◆ Instructions to follow ◆
Print the data exactly. Pictures stay out.
Data to process: Begin
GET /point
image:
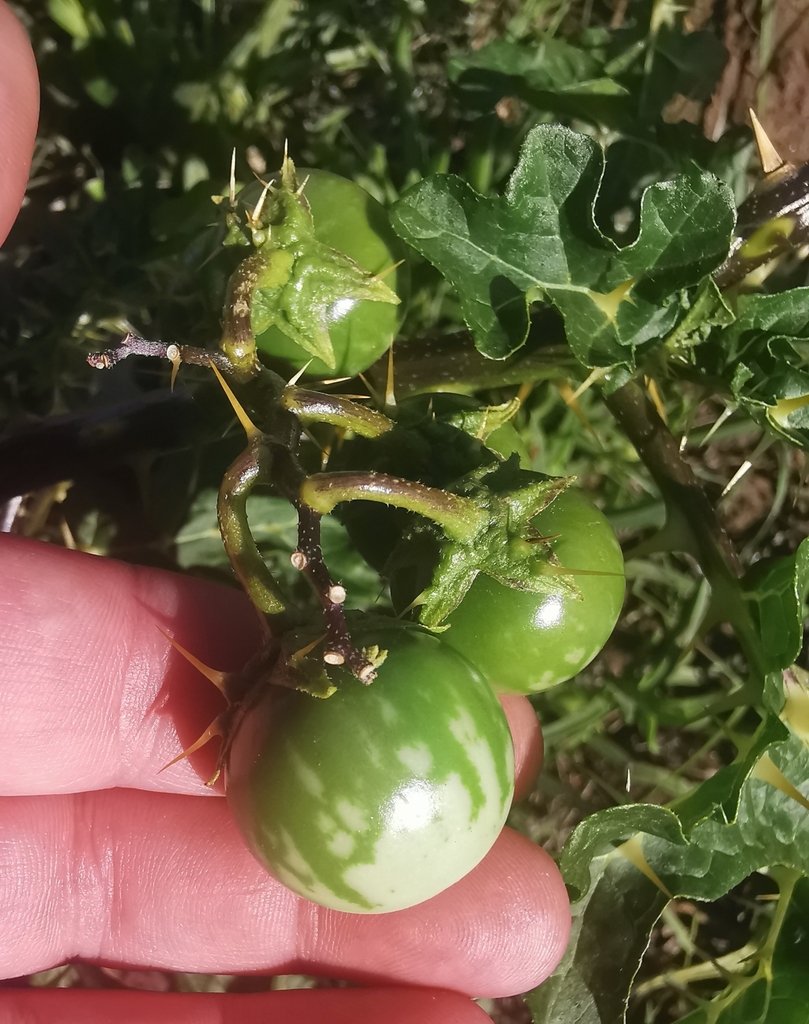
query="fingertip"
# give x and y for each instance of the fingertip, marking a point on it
(343, 1006)
(526, 735)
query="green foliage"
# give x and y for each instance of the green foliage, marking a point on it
(580, 266)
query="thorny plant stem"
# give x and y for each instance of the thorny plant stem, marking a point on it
(689, 514)
(460, 518)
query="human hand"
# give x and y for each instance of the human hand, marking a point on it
(103, 859)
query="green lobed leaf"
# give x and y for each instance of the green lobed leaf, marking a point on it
(775, 592)
(553, 66)
(540, 241)
(698, 848)
(763, 356)
(775, 992)
(274, 526)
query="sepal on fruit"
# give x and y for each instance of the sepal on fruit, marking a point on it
(300, 284)
(504, 547)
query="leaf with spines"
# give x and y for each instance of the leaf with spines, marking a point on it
(540, 242)
(298, 283)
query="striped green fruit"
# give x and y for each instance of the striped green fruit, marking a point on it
(381, 796)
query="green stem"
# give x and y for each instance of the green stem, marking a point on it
(311, 407)
(691, 523)
(250, 468)
(460, 518)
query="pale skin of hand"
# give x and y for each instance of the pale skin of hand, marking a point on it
(154, 873)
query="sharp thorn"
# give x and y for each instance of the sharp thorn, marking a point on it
(771, 160)
(250, 428)
(217, 678)
(296, 377)
(214, 729)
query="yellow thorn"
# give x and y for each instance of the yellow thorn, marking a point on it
(767, 771)
(296, 377)
(593, 378)
(250, 428)
(570, 398)
(217, 678)
(656, 400)
(214, 729)
(299, 655)
(231, 192)
(390, 269)
(633, 851)
(770, 159)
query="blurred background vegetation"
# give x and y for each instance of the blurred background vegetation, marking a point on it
(142, 103)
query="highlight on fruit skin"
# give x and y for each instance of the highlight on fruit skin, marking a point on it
(377, 798)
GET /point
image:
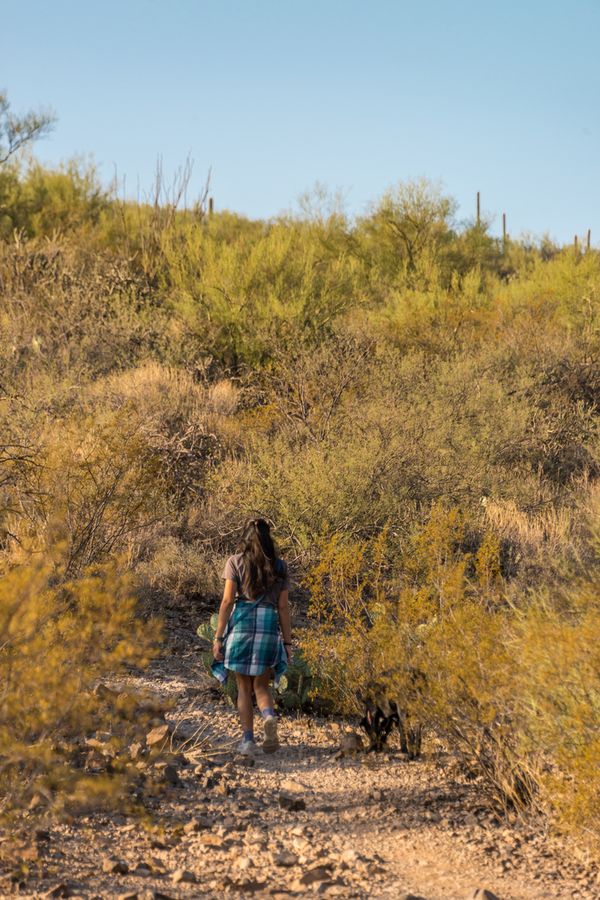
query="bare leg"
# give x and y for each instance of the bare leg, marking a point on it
(245, 705)
(264, 697)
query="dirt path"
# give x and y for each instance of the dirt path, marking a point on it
(371, 826)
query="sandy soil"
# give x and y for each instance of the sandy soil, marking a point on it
(360, 826)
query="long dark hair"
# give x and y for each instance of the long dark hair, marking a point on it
(260, 556)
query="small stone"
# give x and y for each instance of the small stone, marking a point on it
(142, 870)
(105, 693)
(248, 887)
(482, 894)
(223, 789)
(183, 875)
(158, 734)
(289, 786)
(316, 873)
(114, 866)
(351, 742)
(213, 840)
(285, 858)
(291, 803)
(154, 895)
(170, 774)
(59, 890)
(201, 823)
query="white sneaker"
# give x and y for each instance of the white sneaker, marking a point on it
(271, 741)
(247, 748)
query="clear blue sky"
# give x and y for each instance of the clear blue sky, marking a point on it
(501, 97)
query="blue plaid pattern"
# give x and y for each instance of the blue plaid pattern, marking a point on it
(252, 642)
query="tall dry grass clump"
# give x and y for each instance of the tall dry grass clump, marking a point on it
(413, 404)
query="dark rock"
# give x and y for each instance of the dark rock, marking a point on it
(114, 866)
(158, 735)
(59, 890)
(291, 802)
(183, 875)
(201, 823)
(482, 894)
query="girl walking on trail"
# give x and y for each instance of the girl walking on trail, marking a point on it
(253, 636)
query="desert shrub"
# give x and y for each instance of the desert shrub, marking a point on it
(57, 638)
(98, 487)
(430, 635)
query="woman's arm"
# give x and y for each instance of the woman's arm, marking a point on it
(283, 607)
(224, 613)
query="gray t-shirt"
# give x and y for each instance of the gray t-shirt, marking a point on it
(235, 569)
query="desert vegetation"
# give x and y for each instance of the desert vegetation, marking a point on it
(414, 405)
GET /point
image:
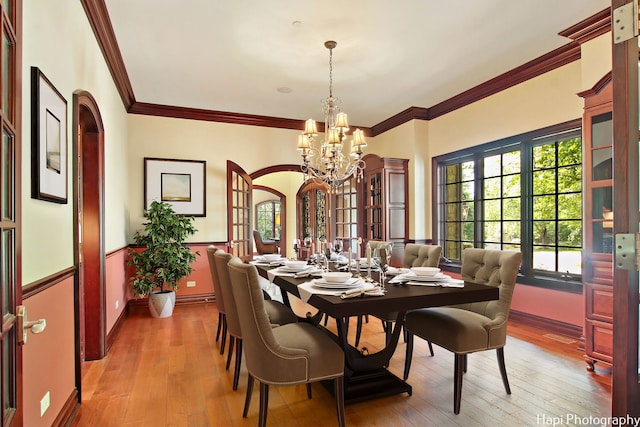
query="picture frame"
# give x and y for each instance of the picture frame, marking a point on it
(48, 140)
(181, 183)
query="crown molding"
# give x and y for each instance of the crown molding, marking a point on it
(98, 17)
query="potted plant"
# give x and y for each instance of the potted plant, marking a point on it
(165, 258)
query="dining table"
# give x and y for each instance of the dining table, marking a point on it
(366, 374)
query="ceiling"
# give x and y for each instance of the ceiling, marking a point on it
(268, 57)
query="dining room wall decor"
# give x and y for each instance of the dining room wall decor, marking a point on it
(181, 183)
(48, 140)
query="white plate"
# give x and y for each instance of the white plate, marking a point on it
(435, 278)
(286, 269)
(351, 283)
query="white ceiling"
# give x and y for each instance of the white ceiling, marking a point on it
(234, 55)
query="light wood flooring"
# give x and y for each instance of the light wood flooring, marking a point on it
(169, 372)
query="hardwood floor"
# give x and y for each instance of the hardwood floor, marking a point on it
(169, 372)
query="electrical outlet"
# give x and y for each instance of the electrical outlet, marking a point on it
(44, 403)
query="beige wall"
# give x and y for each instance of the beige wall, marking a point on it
(59, 41)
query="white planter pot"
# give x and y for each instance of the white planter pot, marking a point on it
(161, 303)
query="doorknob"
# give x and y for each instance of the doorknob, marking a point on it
(36, 326)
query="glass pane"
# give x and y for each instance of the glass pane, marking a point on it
(511, 209)
(492, 210)
(544, 258)
(7, 185)
(544, 232)
(570, 206)
(6, 67)
(511, 162)
(511, 186)
(492, 188)
(544, 207)
(492, 166)
(602, 130)
(544, 156)
(602, 164)
(544, 182)
(570, 179)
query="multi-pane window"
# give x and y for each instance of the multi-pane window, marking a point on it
(268, 219)
(522, 193)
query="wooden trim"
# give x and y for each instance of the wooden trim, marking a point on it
(590, 28)
(69, 410)
(98, 17)
(550, 325)
(45, 283)
(180, 300)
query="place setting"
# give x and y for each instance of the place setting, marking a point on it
(426, 276)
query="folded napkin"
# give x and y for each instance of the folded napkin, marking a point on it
(352, 293)
(307, 289)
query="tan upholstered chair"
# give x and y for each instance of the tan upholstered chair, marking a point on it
(278, 313)
(265, 246)
(415, 255)
(222, 316)
(297, 353)
(468, 328)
Data to process: End
◆ Solution below ◆
GET /point
image:
query="fingertip"
# give x and y for each instance of the fingertip, marking a point on it
(343, 1006)
(526, 735)
query="green foliage"
# give x and y for each instance of the green foliage, marking a point on it
(580, 266)
query="thorny plant stem"
# give x and y for each instance of the thorny plant stem, marking a point on it
(689, 514)
(460, 518)
query="human hand"
# give x and y for each instance of the human hand, marking a point on it
(103, 859)
query="green lobed leaf"
# give x and y for each instance of the green lobed leaf, marking a point on it
(775, 592)
(553, 66)
(540, 241)
(698, 848)
(763, 356)
(775, 992)
(274, 526)
query="sepal on fruit"
# give x and y for each instance of the sepal on fruit, marking a point on it
(300, 284)
(504, 547)
query="leaf with spines"
# give x and y for each instance of the leaf with spines, marking a point on it
(540, 242)
(298, 283)
query="striped green fruit"
# give x and y for each instance of the striped green fruit, marking a point on it
(381, 796)
query="green stem"
# give x and y for each instance of the green stem, marking a point on it
(311, 407)
(691, 523)
(250, 468)
(460, 518)
query="pale skin of hand"
# give x and y for each instance of the pale skin of hand, marking a point on it
(154, 873)
query="sharp thorn"
# give x and y for each instance of the sharp thorn, marking a point on it
(771, 160)
(250, 428)
(217, 678)
(296, 377)
(214, 729)
query="yellow thorn"
# give x and y for each instance of the yellow thorn, marking a point on it
(767, 771)
(296, 377)
(593, 378)
(250, 428)
(570, 398)
(217, 678)
(656, 400)
(214, 729)
(299, 655)
(231, 192)
(390, 269)
(633, 851)
(770, 159)
query="blurred background vegetation"
# give x and y for each instance of the blurred background vegetation, marking a point on it
(142, 103)
query="highlight on fruit skin"
# give x and y for each instance of the highlight on fruit skin, marking a point on it
(377, 798)
GET /point
image:
query="bare leg"
# give x and y for each instance of the bare leg, marking a point on it
(245, 705)
(264, 697)
query="dirt path"
# give x and y for each instance of the dirt path, marking a point on it
(371, 826)
query="sandy soil"
# give x and y for each instance of the sandy soil, marking a point on it
(360, 826)
query="long dark hair"
# give x and y for each instance of the long dark hair, marking a point on it
(260, 556)
query="small stone"
# give x and y for each instance of the small stone, marking a point on it
(142, 870)
(105, 693)
(248, 887)
(482, 894)
(223, 789)
(183, 875)
(158, 734)
(289, 786)
(316, 873)
(114, 866)
(351, 742)
(213, 840)
(285, 858)
(291, 803)
(154, 895)
(170, 774)
(59, 890)
(201, 823)
query="white sneaker"
# give x and y for each instance of the white sneaker, marking a point on it
(271, 741)
(247, 748)
query="clear blue sky"
# give x and y for each instance of the clear blue sky, marking a point on it
(501, 97)
query="blue plaid pattern"
# give x and y for each instance of the blue plaid pattern, marking a point on it
(252, 642)
query="tall dry grass clump"
# give x and y for each instance of the tall dry grass clump, marking a point on it
(413, 404)
query="dark rock"
# give x and y for each instance of the dark rock, marking a point on it
(114, 866)
(158, 735)
(59, 890)
(291, 802)
(183, 875)
(201, 823)
(482, 894)
query="girl walking on trail"
# give x and y for each instance of the girl walking on trail, marking a point on it
(253, 636)
query="desert shrub"
# give x and y for each instance of the desert shrub, marking a point on it
(57, 638)
(98, 487)
(430, 635)
query="woman's arm"
# give x and y for each instance of the woman's arm, marking a point on it
(283, 607)
(224, 613)
query="gray t-shirt"
# give x and y for each instance of the gray t-shirt, marking a point on it
(235, 569)
query="desert vegetation"
# give x and y for each instance of the desert vegetation, marking a point on it
(414, 405)
GET /point
image:
query="picture frame"
# give x and y for each instance of the picture frame, marking a point on it
(48, 140)
(181, 183)
query="crown molding"
# give x and y for each instance of the crown molding, marking a point on it
(98, 17)
query="potted plant"
# give x and y for each instance of the potted plant, marking a point on it
(165, 258)
query="dining table"
# give x and y for each instance of the dining table, marking a point on it
(366, 374)
query="ceiling"
# give x and y for each instance of the ceiling, marking a point on it
(268, 57)
query="dining room wall decor"
# give x and y for each instance of the dining room wall decor, marking a point on it
(181, 183)
(48, 140)
query="white plate"
# give x and y for each instance of the white plate, marking a point on it
(435, 278)
(286, 269)
(351, 283)
query="white ceiling"
# give x and y for each instance of the white ceiling, marking a point on it
(234, 55)
query="light wood flooring"
# give x and y for each instance of the light wood flooring, marking a point on it
(169, 372)
query="hardwood floor"
# give x and y for each instance of the hardwood floor, marking a point on it
(169, 372)
query="electrical outlet"
# give x and y for each instance of the electrical outlet, marking a point on it
(44, 403)
query="beige wall"
# give x and y for each instance of the beige wall, marking a point on it
(59, 41)
query="white planter pot"
# give x and y for each instance of the white planter pot, marking a point on it
(161, 303)
query="doorknob"
# give x and y for each instance of the doorknob, marking a point on it
(36, 326)
query="glass pane"
# give x and y for each instance of the glass pane, marking a point on it
(511, 209)
(492, 210)
(544, 258)
(7, 185)
(544, 232)
(570, 206)
(6, 67)
(511, 162)
(511, 186)
(492, 188)
(544, 207)
(492, 166)
(602, 130)
(544, 156)
(602, 164)
(544, 182)
(570, 179)
query="multi-pane window"
# give x and y for each instance of the multi-pane window, marking a point on it
(268, 219)
(522, 193)
query="wooden trim"
# give x and y for each instance of the wooden trim, marking a point on it
(590, 28)
(69, 410)
(98, 17)
(550, 325)
(45, 283)
(180, 300)
query="place setting"
# give x and y for each instance of the place setting, marking a point on it
(426, 276)
query="folded napkin"
# give x and y for each instance of the folded napkin, marking a point on it
(352, 293)
(307, 289)
query="tan upholstered chair"
# give x and y for each instance of the tan upholstered chair, marking a point on it
(278, 313)
(265, 246)
(415, 255)
(222, 316)
(297, 353)
(468, 328)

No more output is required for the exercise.